▶ [文本片段]:
转:SQL Server:获取当前日期是本月的第几周

来源:https://blog.csdn.net/wjiaoling136/article/details/84911215

 

 

第一种:

 

--获取当前日期是本月的第几周
--测试:select dbo.getMonthWeek(getdate()) 结果:10月的第2周
CREATE function [dbo].[getMonthWeek](@d datetime)
returns varchar(20)
as
begin
declare @returns varchar(20),
@monthfirstDay datetime,
@firstMondy datetime

select @monthfirstDay=left(convert(varchar,@d,23),7)+'-01'

if not exists(select 1 
from master.dbo.spt_values
where type=N'P' and number between 0 and datediff(d,@monthfirstDay,@d)
and datepart(dw,dateadd(d,number,@monthfirstDay))=2)
begin
select @monthfirstDay=dateadd(mm,-1,@monthfirstDay)
end

;with t as(select 'days'=dateadd(d,number,@monthfirstDay)
from master.dbo.spt_values
where type=N'P' and number<=7)
select @firstMondy=min([days])

▶ [资料]:
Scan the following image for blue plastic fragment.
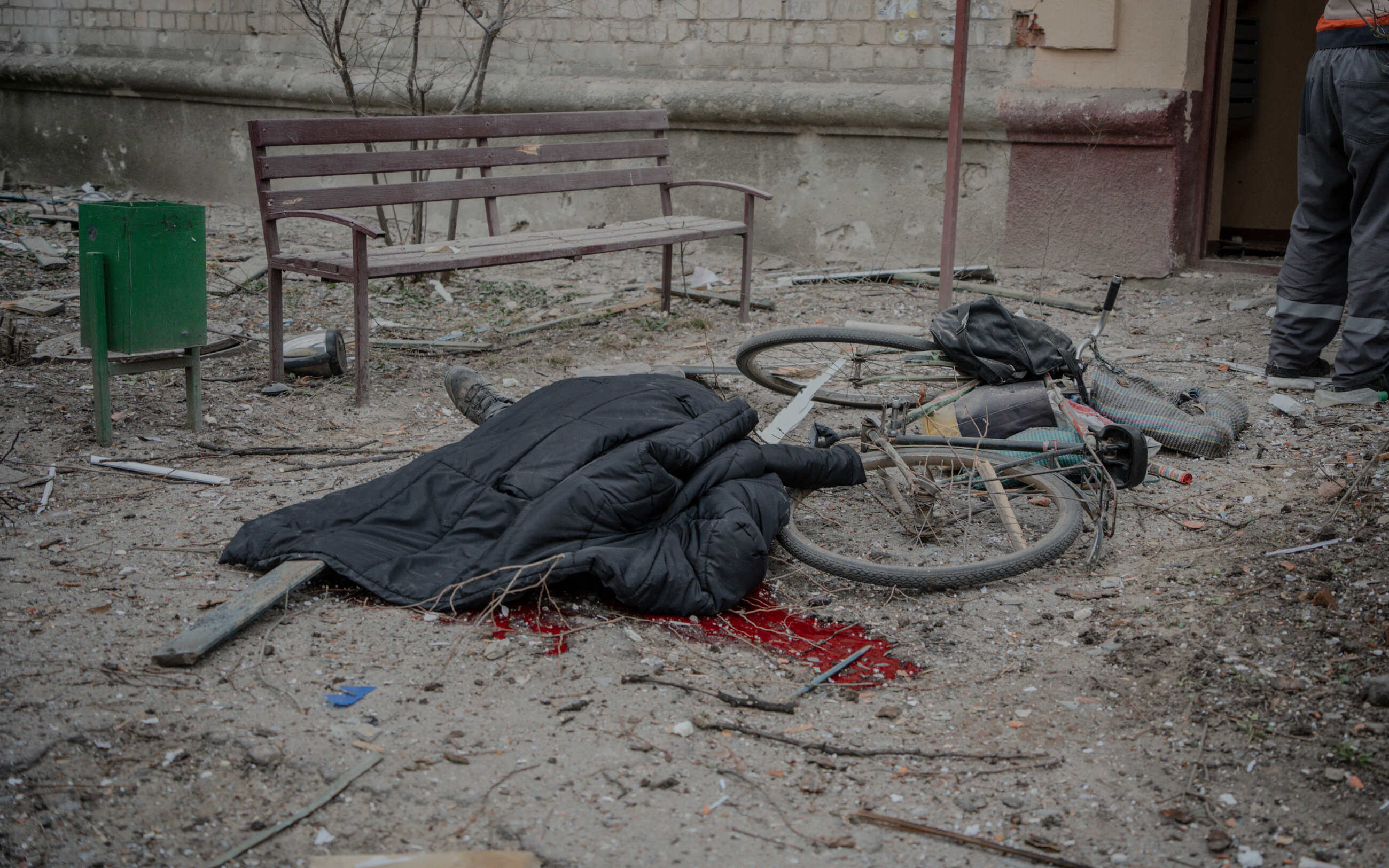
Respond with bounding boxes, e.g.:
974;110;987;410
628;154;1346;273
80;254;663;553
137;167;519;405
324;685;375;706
==
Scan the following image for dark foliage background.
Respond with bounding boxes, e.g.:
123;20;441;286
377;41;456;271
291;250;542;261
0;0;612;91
--
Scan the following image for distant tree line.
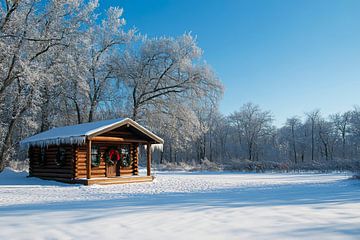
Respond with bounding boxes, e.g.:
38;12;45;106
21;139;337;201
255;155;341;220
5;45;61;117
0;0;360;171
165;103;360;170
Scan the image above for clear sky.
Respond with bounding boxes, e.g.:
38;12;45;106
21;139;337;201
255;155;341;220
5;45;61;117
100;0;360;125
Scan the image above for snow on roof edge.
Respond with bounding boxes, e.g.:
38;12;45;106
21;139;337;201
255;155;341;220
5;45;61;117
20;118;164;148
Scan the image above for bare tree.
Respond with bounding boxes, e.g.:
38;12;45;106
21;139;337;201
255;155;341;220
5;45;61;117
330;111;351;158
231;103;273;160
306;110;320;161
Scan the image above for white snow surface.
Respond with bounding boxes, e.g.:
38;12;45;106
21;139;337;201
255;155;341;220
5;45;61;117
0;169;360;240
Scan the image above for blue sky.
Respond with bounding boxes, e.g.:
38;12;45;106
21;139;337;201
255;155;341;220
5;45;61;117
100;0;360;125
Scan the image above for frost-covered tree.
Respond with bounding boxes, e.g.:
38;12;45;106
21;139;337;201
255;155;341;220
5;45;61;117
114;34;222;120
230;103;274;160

▶ [任务要求]:
• A. 请用两句话概括这段关于SQL Server计算当前日期为本月第几周的文本。
• B. 请接着这段关于SQL Server计算当前日期为本月第几周的文本的末尾续写。
以上资料与此处的工作无关。

▶ [参考答案]:
• A. 该文本介绍了在SQL Server中获取当前日期是本月第几周的第一种方法：创建返回varchar(20)的函数dbo.getMonthWeek，并附有测试示例，结果为“10月的第2周”。该函数先求出参数日期所在月份的第一天；若从该日到参数日期之间不存在datepart(dw, …)结果为2的日期，就将月初日期前移一个月，随后借助master.dbo.spt_values构造日期集合，开始求取@firstMondy的值。

• B.
from t
where datepart(dw,[days])=2

select @returns=rtrim(datepart(mm,@monthfirstDay))+'月的第'+rtrim(datediff(d,@firstMondy,@d)/7+1)+'周'

return @returns
end

 

第二种:

--获取当前日期是本月的第几周
--测试:select dbo.WeekOfMonth(getDate());结果:2
CREATE FUNCTION [dbo].[WeekOfMonth](@day datetime) 
RETURNS int 
AS 
begin 

----declare @day datetime 
declare @num int 
declare @Start datetime 
declare @dd int 
declare @dayofweek char(8) 
declare @dayofweek_num char(8) 
declare @startWeekDays int 
---set @day='2009-07-05' 
if datepart(dd,@day)=1 
return 1 
else 
set @Start= (SELECT DATEADD(mm, DATEDIFF(mm,0,@day), 0)) --一个月第一天的 
set @dayofweek= (datename(weekday,@Start)) ---得到本月第一天是周几 
set @dayofweek_num=(select (case @dayofweek when '星期一' then 2 
when '星期二' then 3 
when '星期三' then 4 
when '星期四' then 5 
when '星期五' then 6 
when '星期六' then 7 
when '星期日' then 1 
end))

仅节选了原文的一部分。